◆ What you will do ◆
[A] In the excerpt on phantosmia and parosmia, what did the writer smell during the phantosmia stage?
[B] Write out the part of the excerpt on phantosmia and parosmia that begins with the words "What this actually" and ends after "I know. Whoops.".
[C] Resume the excerpt on phantosmia and parosmia after its final sentence.

◆ Excerpt provided ◆
Phantosmia: Essentially, smelling things that don't exist. Nasal hallucinations, if you will.  I've spoken to a few people about this, but the main smell that people report are burning smells.  Lots of people report the smell of diesel, cigarettes and petrol.  Sometimes these smells can be so strong that the eyes and throats of sufferers will burn, as if the smell really exists. But it doesn't. 

In my case I could smell burning meat.  Specifically, that red-laquered, shiny char sui pork that you often see hanging in the windows of Chinese restaurants.  The burning-sweet stench - as if someone had taken a blow torch to a pork belly or two - would appear at random intervals with no warning whatsoever, and linger for hours.  And hours.  And days.  Nothing would make it shift, not even applying neat essential oils to both the inside and the outside of my nostrils.  I was quite lucky, this stage only lasted a couple of weeks, but it was pretty annoying whilst it was around.  But this brings me round to why the blog is here:

Parosmia: a distorted sense of smell.  Essentially: I smell funny. What might smell like a rose to you, or a violet, or a good cabernet will smell like sewage or rancid onions or metallic vanilla to me. According to my Ear, Nose and Throat surgeon ("ENT"), this is a sign that the olfactory nerve that was killed off after my cold earlier this year is now regenerating, and this is a good thing, therefore. However, my brain now has to "re-learn" how to associate the scent-memory of a stimulus to the stimulus itself, something it currently struggles with, hence the distortions.

What this actually means in practice is that everything I smell smells wrong (and bad).  Everything I eator drink tastes wrong (and bad) and, if you read my "Day in the life ..." post, you'll know that it also means is that some things I smell or eat/drink are so wrong (and bad) that it can make me ill.  I won't lie, and, without wishing to sound like a drama-queen, or like I'm attempting to write misery-porn, it's been hell.  Genuinely.  There's a saying "you don't know what you've got till it's gone", well I'd add to that "you don't know what you've got till it buggers off without warning, then returns three months later turning your life into an smelly nightmare and makes you sick every day" Yeah, yeah, melodrama, I know. Whoops.

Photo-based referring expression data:
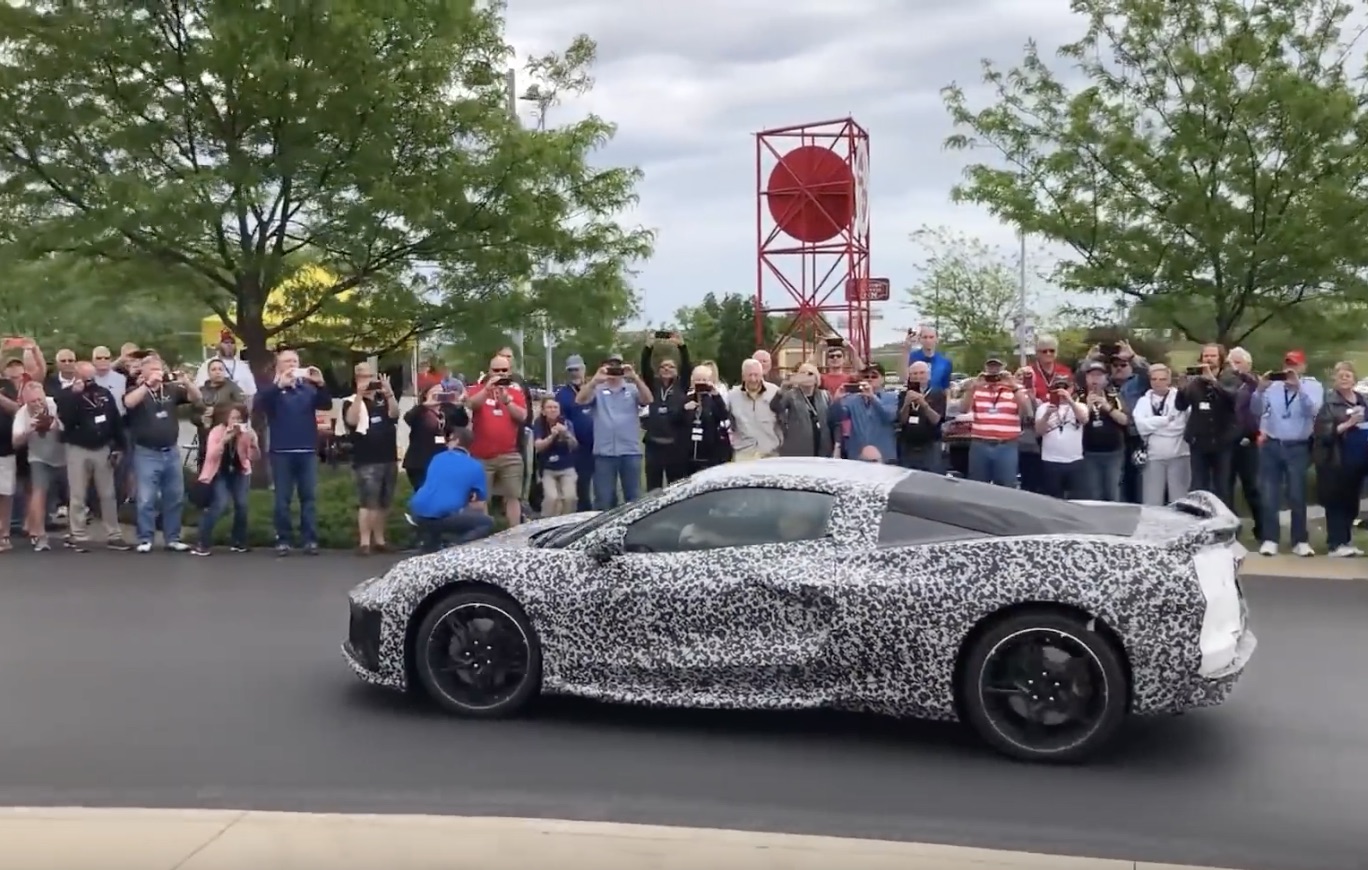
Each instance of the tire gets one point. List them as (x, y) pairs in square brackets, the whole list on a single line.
[(432, 684), (1096, 651)]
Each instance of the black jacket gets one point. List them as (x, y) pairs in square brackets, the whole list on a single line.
[(89, 419), (712, 424)]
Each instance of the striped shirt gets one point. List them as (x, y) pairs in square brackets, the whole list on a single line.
[(996, 415)]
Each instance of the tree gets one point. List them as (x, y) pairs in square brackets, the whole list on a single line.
[(1216, 155), (220, 140), (969, 290), (724, 330)]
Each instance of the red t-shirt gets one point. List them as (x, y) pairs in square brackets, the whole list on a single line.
[(493, 428)]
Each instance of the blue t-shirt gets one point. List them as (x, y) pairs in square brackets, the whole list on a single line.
[(452, 479), (557, 457)]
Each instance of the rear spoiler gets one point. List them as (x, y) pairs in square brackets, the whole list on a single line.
[(1218, 524)]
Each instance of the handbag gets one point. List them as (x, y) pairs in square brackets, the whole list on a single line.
[(200, 494)]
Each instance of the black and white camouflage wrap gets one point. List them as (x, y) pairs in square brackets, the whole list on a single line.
[(836, 623)]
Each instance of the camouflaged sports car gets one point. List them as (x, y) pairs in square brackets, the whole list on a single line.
[(826, 583)]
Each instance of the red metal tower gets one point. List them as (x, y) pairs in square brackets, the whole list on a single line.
[(811, 231)]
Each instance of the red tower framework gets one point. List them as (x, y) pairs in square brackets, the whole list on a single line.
[(811, 231)]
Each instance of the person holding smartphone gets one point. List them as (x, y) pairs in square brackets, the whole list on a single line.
[(1341, 457), (230, 449)]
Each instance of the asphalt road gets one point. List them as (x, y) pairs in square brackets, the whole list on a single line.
[(163, 680)]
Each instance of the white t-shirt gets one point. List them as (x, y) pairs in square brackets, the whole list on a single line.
[(1063, 442)]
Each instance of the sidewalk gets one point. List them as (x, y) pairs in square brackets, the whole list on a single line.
[(58, 839)]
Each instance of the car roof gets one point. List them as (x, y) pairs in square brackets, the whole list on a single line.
[(1006, 510), (820, 468)]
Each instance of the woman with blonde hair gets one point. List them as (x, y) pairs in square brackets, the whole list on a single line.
[(802, 408)]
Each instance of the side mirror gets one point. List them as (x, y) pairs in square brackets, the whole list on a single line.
[(612, 543)]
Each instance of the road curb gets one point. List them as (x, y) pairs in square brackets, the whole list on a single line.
[(148, 839)]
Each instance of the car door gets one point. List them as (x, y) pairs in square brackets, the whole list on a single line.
[(718, 592)]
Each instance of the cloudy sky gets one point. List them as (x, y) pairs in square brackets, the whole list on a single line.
[(690, 84)]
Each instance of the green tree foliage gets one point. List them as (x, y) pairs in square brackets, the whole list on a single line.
[(969, 292), (724, 330), (1215, 153), (67, 301), (223, 138)]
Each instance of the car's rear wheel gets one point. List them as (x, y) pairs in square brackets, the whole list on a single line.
[(1041, 686), (476, 654)]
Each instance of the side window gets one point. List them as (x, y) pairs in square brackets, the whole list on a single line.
[(900, 530), (736, 517)]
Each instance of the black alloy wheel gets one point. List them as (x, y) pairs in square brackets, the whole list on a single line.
[(1044, 687), (476, 655)]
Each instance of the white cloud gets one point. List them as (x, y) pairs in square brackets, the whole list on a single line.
[(690, 84)]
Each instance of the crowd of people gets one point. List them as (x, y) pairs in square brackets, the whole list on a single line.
[(92, 432)]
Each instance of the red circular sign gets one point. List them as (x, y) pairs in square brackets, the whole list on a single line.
[(811, 193)]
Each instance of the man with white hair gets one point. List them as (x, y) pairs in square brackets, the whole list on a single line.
[(755, 431), (1244, 461), (768, 367)]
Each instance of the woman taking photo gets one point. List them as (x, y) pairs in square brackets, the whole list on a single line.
[(437, 413), (36, 427), (1341, 457), (802, 411), (218, 390), (709, 422), (230, 449), (556, 443)]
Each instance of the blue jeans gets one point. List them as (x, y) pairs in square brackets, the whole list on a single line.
[(1282, 468), (290, 473), (997, 464), (453, 530), (160, 489), (227, 489), (1103, 473), (612, 469)]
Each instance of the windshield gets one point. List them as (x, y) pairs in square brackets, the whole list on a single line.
[(565, 536)]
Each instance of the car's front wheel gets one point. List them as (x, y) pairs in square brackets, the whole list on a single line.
[(1043, 686), (476, 654)]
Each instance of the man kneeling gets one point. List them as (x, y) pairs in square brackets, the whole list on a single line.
[(450, 506)]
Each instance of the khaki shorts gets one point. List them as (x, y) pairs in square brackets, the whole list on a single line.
[(504, 475)]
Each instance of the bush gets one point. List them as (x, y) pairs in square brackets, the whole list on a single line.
[(335, 513)]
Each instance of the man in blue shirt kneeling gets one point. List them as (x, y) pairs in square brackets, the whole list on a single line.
[(452, 499)]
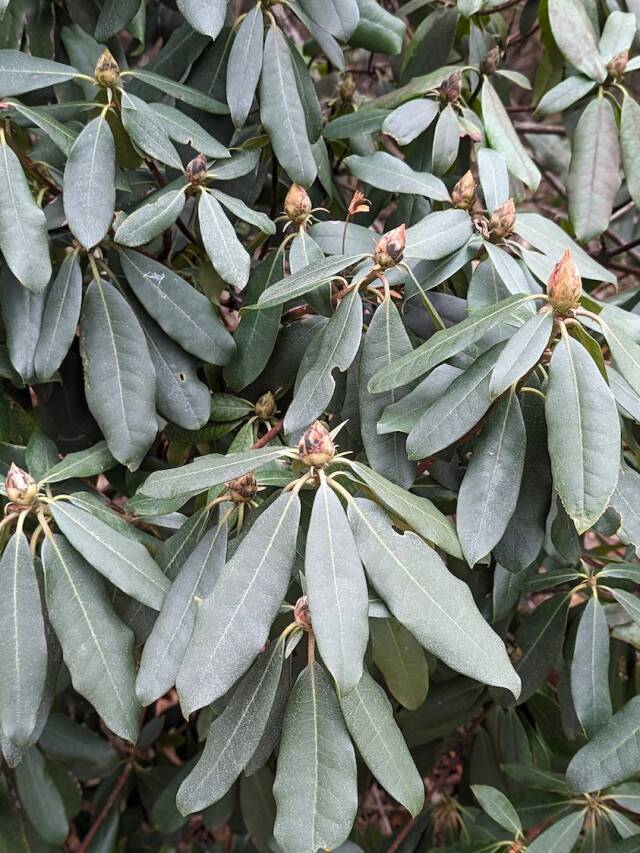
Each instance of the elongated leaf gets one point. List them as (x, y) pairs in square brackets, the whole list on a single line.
[(97, 647), (386, 172), (281, 111), (574, 35), (369, 718), (128, 565), (593, 178), (119, 375), (433, 604), (590, 669), (227, 254), (444, 344), (456, 411), (521, 353), (336, 347), (584, 434), (318, 811), (59, 318), (306, 279), (153, 216), (235, 734), (205, 16), (164, 650), (337, 590), (23, 228), (22, 73), (385, 340), (402, 661), (23, 644), (207, 471), (233, 622), (245, 65), (89, 190), (186, 315), (418, 512), (504, 139), (489, 491)]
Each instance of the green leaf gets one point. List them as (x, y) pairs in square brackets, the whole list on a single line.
[(584, 434), (315, 751), (418, 512), (227, 254), (89, 190), (590, 669), (119, 374), (335, 347), (489, 491), (337, 590), (281, 110), (386, 172), (498, 807), (593, 179), (455, 412), (23, 229), (408, 120), (522, 352), (59, 318), (244, 66), (98, 648), (402, 661), (235, 734), (385, 341), (185, 314), (83, 463), (233, 622), (504, 139), (256, 335), (308, 278), (23, 663), (446, 343), (187, 94), (207, 471), (41, 799), (156, 213), (23, 73), (369, 718), (428, 600), (205, 16), (127, 564), (165, 647), (574, 35)]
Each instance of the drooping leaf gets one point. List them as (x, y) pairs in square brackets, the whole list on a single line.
[(433, 604), (318, 811), (97, 647), (233, 622), (584, 430)]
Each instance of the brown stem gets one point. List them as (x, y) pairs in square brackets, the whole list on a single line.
[(113, 796)]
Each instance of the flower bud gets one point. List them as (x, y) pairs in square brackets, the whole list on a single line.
[(266, 406), (463, 194), (297, 205), (564, 287), (243, 489), (196, 169), (389, 250), (617, 65), (316, 446), (21, 488), (451, 88), (502, 221), (301, 613), (107, 70)]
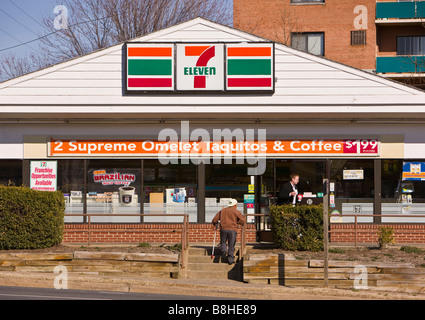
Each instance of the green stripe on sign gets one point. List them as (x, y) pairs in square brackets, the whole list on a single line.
[(249, 67), (149, 67)]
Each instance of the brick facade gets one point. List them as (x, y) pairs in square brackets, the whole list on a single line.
[(368, 233), (277, 19), (139, 233)]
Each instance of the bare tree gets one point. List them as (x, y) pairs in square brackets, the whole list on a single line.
[(12, 66), (96, 24)]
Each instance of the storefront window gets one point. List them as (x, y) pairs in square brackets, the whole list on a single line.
[(354, 188), (170, 189), (403, 191), (10, 172), (114, 187), (71, 183), (225, 181), (311, 174)]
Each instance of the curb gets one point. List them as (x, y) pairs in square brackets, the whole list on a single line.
[(195, 287)]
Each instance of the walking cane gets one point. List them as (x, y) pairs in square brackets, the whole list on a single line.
[(215, 233)]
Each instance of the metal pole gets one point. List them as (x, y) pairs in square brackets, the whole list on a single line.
[(326, 231)]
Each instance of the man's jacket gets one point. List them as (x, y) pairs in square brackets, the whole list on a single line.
[(229, 219)]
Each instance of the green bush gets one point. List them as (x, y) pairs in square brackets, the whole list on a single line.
[(297, 228), (30, 219)]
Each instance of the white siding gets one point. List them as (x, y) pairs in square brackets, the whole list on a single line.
[(302, 79)]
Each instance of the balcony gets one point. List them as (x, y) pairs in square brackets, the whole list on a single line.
[(400, 10), (400, 64)]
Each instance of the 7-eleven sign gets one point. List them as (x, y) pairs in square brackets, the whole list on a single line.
[(200, 67)]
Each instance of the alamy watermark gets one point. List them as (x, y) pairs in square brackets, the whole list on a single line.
[(222, 146)]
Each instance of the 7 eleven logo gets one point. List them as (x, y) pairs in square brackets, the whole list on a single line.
[(200, 67)]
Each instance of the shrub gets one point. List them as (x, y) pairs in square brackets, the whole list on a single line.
[(30, 219), (385, 236), (297, 228)]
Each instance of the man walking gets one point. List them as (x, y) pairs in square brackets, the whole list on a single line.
[(229, 219)]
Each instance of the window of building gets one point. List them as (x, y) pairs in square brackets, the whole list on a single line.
[(411, 45), (358, 37), (224, 181), (353, 187), (403, 191), (309, 42), (170, 189)]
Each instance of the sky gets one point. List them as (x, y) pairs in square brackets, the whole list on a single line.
[(20, 21)]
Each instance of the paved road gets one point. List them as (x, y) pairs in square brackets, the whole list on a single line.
[(24, 293)]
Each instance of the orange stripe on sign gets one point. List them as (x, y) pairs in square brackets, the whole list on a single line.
[(249, 52), (150, 52), (195, 50)]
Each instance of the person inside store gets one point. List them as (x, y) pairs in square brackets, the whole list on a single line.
[(228, 218), (289, 191)]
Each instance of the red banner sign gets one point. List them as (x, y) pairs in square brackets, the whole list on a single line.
[(269, 148)]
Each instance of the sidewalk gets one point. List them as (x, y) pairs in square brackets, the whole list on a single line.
[(220, 289)]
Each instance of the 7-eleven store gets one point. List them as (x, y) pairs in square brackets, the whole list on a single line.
[(143, 128)]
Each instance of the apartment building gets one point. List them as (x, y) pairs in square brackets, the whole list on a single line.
[(382, 36)]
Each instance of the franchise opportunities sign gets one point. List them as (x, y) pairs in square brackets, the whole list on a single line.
[(43, 176), (195, 67), (269, 148)]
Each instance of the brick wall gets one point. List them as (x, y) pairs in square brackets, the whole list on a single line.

◆ Responses to the exercise ◆
[A] Burning meat, specifically red-lacquered char sui pork.

[B]
What this actually means in practice is that everything I smell smells wrong (and bad).  Everything I eator drink tastes wrong (and bad) and, if you read my "Day in the life ..." post, you'll know that it also means is that some things I smell or eat/drink are so wrong (and bad) that it can make me ill.  I won't lie, and, without wishing to sound like a drama-queen, or like I'm attempting to write misery-porn, it's been hell.  Genuinely.  There's a saying "you don't know what you've got till it's gone", well I'd add to that "you don't know what you've got till it buggers off without warning, then returns three months later turning your life into an smelly nightmare and makes you sick every day" Yeah, yeah, melodrama, I know. Whoops.

[C]
Cacosmia: Exactly the same as parosmia only everything tastes and smells like shit. Literally. I had this for a time, it arrived quickly, and didn't last that long overall, but I genuinely thought I'd go insane during that time.  There was a moment or two when I simply didn't know how I'd carry on if life continued like this, but I did get past it, and now here I am boring the pants of everyone who will listen about how I ate a peanut today! Or status updates like: "Crisps, how I defeated my nemesis" on Facebook.  Victories possibly don't come much smaller than this, but I'm celebrating them anyway.  You can always put me on ignore.

Euosmia: More or less exactly the same as parosmia and cacosmia, but the distorted smells are pleasant.  Smells like cakes or flowers, or perfumes for example, but this is vanishingly rare.  I met a lady recently who had episodes of "lovely perfume" phantosmia for minutes at a time, but this is the only example I've come across.

I am not a doctor.  I repeat: I AM NOT A DOCTOR. I used to be a fragrance writer, and have had to put that on hold for the time-being. As such, my medical expertise is limited to knowing one side of a sticking plaster from the other, so please see a doctor, or check Fifth Sense, if you think you've been affected by anything mentioned in the foregoing post.

All of the above has been based on my personal experiences with the dysosmias mentioned, and (some of) the research I've been able to do on them, so far.  There basically isn't very much about parosmia around that I could find, and it frustrates me no end. I'm hoping, as I go on with this blog, to learn a hell of a lot more about the conditions I've suffered, and hopefully this will become a resource for other people who suffer too.  I recently had a rather "heated" exchange with a French perfumer about some of the myths surrounding anosmia, and I'll address some of those in a future post too.